WHAT THE TASK REQUIRES: Rewrite the rows starting with the line that contains "Can you see the blurred background?" and going on through the end of the rows, requests included, scaling each coordinate in the answers by 2. Round every result to a whole number, with halves going up.

## start

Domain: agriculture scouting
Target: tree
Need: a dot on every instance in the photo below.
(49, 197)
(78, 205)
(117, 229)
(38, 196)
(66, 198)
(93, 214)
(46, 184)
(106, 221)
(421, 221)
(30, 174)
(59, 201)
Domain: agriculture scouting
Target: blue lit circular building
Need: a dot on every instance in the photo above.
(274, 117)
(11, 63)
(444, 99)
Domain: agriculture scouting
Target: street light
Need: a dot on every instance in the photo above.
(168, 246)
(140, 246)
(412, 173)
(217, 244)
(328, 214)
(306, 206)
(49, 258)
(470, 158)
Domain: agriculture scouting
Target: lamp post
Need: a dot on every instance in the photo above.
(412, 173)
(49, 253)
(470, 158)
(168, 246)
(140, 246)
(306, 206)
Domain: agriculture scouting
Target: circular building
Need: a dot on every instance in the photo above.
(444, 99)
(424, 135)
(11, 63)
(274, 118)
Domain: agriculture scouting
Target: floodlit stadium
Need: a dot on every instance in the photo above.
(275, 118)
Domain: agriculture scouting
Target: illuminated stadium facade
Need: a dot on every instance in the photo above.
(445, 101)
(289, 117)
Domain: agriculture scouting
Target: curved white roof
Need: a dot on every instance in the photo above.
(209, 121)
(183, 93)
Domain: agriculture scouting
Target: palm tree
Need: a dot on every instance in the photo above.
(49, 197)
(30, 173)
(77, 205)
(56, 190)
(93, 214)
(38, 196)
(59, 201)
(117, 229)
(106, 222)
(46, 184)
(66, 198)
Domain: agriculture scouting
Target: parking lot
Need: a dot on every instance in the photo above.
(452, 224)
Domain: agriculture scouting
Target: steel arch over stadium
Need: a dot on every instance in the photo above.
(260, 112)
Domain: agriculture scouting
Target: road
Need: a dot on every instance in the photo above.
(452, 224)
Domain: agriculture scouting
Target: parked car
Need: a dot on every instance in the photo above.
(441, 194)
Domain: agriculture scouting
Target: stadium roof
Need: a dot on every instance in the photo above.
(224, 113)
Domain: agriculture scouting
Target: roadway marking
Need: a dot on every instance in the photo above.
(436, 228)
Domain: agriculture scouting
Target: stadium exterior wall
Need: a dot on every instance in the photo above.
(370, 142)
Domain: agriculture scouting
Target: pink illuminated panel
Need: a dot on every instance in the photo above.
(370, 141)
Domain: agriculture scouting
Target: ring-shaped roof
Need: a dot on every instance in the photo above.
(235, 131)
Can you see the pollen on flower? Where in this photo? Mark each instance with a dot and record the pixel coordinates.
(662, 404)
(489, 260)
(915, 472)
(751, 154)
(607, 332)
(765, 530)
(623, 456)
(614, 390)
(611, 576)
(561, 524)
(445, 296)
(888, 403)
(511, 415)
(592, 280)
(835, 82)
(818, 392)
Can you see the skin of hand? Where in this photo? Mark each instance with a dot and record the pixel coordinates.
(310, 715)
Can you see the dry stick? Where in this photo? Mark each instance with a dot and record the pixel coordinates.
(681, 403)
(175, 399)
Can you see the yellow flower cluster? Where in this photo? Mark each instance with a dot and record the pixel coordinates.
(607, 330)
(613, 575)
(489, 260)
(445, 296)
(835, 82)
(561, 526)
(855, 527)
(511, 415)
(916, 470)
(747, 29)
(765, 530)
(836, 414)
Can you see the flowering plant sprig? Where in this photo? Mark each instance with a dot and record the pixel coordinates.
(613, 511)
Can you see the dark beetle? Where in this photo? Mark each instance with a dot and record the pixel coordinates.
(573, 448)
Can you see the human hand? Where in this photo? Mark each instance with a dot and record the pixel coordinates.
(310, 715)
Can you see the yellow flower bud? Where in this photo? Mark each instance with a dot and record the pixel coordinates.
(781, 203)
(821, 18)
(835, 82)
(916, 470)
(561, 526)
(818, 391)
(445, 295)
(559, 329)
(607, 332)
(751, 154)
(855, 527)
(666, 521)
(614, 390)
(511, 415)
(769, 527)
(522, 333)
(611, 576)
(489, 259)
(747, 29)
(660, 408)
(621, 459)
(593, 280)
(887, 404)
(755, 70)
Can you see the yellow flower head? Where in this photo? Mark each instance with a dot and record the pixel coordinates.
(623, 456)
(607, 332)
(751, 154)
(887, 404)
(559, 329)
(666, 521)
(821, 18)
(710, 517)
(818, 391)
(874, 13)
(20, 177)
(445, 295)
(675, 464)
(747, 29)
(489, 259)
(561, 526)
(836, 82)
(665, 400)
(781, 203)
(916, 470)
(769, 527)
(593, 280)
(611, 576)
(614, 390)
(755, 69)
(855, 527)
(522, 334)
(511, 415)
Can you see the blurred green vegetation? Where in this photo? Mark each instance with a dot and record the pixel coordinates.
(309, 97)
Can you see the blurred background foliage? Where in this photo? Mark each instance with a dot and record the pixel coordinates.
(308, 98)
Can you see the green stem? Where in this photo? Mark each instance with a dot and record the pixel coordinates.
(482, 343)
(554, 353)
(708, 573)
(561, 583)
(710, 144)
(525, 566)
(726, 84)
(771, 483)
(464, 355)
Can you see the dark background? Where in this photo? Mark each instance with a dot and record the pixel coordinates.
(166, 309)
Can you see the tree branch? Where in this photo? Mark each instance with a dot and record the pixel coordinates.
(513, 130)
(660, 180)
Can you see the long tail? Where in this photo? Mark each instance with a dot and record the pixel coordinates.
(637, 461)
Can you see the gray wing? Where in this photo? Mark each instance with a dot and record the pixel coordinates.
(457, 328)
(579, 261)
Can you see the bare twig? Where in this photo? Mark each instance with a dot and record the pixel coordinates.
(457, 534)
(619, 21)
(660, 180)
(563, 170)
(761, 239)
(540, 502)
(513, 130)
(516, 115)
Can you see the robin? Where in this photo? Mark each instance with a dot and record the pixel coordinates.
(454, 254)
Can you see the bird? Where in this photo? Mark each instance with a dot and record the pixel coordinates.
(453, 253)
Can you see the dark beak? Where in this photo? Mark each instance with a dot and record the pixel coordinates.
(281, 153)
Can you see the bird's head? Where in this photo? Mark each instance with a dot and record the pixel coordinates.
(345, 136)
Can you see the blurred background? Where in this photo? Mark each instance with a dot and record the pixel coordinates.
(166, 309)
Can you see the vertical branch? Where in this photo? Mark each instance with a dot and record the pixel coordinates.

## end

FINAL RESULT:
Can you see the blurred background? Where in this photo? Mark each instance with a dot and record the pixel coordinates.
(332, 618)
Can you see the vertical branch? Where in this photo? Mark each instance with a dot and record the pixel coordinates.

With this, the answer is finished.